■ PROVIDED RECORDS ■
Start of Block

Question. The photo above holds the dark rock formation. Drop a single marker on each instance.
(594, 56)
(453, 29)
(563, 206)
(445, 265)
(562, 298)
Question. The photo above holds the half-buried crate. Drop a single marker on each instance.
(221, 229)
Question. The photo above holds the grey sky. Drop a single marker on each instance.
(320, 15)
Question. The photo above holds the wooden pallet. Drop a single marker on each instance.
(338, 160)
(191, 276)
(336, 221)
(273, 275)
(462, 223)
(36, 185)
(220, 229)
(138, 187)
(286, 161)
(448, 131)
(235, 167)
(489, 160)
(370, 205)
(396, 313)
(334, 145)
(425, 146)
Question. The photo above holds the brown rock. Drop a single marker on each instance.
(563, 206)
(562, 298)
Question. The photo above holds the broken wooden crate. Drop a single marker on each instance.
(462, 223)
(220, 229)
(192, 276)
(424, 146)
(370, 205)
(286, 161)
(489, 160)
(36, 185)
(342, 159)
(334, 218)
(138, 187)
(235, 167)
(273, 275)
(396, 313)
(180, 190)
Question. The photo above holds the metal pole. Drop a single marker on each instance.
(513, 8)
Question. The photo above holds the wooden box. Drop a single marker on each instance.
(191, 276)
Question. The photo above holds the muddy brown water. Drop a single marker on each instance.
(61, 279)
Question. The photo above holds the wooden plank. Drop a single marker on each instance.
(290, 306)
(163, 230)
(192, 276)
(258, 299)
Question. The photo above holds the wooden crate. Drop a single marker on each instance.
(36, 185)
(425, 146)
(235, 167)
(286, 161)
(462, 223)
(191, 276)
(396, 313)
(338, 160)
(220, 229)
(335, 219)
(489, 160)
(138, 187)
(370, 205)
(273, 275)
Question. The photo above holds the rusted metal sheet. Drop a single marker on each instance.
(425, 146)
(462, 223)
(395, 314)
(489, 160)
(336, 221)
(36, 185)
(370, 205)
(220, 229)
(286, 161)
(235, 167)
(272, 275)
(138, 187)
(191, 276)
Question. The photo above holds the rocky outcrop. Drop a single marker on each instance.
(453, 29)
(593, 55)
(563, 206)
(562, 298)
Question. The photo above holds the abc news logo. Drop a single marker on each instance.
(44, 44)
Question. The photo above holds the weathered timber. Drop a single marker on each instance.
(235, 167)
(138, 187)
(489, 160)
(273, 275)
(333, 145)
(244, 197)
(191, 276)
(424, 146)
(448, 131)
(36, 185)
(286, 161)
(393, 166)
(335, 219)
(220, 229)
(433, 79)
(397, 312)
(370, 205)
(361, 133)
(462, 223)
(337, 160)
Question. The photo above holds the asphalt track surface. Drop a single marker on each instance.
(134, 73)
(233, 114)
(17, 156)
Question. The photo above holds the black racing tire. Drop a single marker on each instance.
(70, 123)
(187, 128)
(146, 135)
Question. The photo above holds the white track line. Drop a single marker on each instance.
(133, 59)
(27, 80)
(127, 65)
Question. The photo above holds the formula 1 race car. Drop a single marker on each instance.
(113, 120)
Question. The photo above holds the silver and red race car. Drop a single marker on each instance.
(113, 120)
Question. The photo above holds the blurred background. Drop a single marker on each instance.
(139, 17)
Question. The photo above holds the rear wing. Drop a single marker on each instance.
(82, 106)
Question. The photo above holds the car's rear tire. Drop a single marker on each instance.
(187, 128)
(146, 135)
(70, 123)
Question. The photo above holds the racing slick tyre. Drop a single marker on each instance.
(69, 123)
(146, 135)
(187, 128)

End of Block

■ WHAT YOU ARE ASKED TO DO ■
Word for word, retype all of the material.

■ YOUR SOLUTION ■
Question. The photo above holds the dark rock formation. Drop a single marker on each instance.
(594, 56)
(453, 29)
(563, 206)
(445, 265)
(562, 298)
Question. The photo above holds the half-buried crate. Drop a single marker on each instance.
(221, 229)
Question. The photo above holds the grey sky. Drop a single marker on each instance.
(320, 15)
Question. The photo above holds the wooden pallet. Drop a single marker on each instance.
(338, 160)
(191, 276)
(336, 221)
(273, 275)
(462, 223)
(36, 185)
(220, 229)
(138, 187)
(286, 161)
(448, 131)
(235, 167)
(489, 160)
(370, 205)
(396, 313)
(334, 145)
(425, 146)
Question. The photo above holds the brown rock. Drop a single marker on each instance.
(563, 206)
(562, 298)
Question. The photo above holds the broken wooden crate. Drop a single marker on each instance.
(462, 223)
(220, 229)
(192, 276)
(424, 146)
(370, 205)
(286, 161)
(489, 160)
(36, 185)
(342, 159)
(334, 218)
(138, 187)
(235, 167)
(273, 275)
(396, 313)
(180, 190)
Question. The photo above holds the metal pole. Drop a single marker on each instance.
(513, 8)
Question. The photo above holds the wooden box. Drop a single marker on each instance.
(191, 276)
Question. The photo above holds the muddy brown water. Drop a single marker on each instance.
(61, 279)
Question. The photo above holds the wooden plank. Drop a single marker on each instance.
(290, 306)
(163, 230)
(192, 276)
(258, 299)
Question. The photo above holds the wooden crate. Drop a single marker on each instance.
(36, 185)
(425, 146)
(235, 167)
(286, 161)
(462, 223)
(191, 276)
(396, 313)
(338, 160)
(220, 229)
(335, 219)
(489, 160)
(138, 187)
(370, 205)
(273, 275)
Question. The photo above holds the rusted metal sheet. Drop a single marker on each instance.
(425, 146)
(462, 223)
(395, 314)
(489, 160)
(336, 221)
(36, 185)
(370, 205)
(220, 229)
(286, 161)
(235, 167)
(272, 275)
(138, 187)
(191, 276)
Question. The photo above holds the rocky outcrop. Drop a single marker on each instance.
(453, 29)
(593, 55)
(563, 206)
(562, 298)
Question. The photo above holds the abc news logo. Drop a single marker on each instance.
(44, 44)
Question. The photo above holds the weathered timber. Drop a single marker on each instance.
(235, 167)
(138, 187)
(489, 160)
(273, 275)
(333, 145)
(244, 197)
(191, 276)
(424, 146)
(448, 131)
(36, 185)
(286, 161)
(393, 166)
(335, 219)
(220, 229)
(433, 79)
(397, 312)
(370, 205)
(361, 133)
(462, 223)
(337, 160)
Question. The photo above holds the asphalt track surface. Drop a single marker on each instance.
(134, 73)
(233, 114)
(17, 156)
Question. The photo above holds the black racing tire. Drop a single marker on each instance.
(70, 123)
(187, 128)
(146, 135)
Question. The photo above holds the white track line. Drop a single marker on each instance.
(133, 59)
(27, 80)
(127, 65)
Question. The photo above holds the formula 1 race car. Drop a single marker on each instance.
(113, 120)
Question. The photo above holds the silver and red race car. Drop a single marker on each instance.
(113, 120)
Question. The photo above holds the blurred background. Drop a single marker on each instance.
(139, 17)
Question. The photo above holds the rear wing. Drop a single marker on each instance.
(82, 106)
Question. The photo above holds the car's rear tire. Drop a single marker on each instance.
(187, 128)
(146, 135)
(70, 123)
Question. The photo above holds the racing slick tyre. Drop a single marker on each instance.
(69, 123)
(146, 135)
(187, 128)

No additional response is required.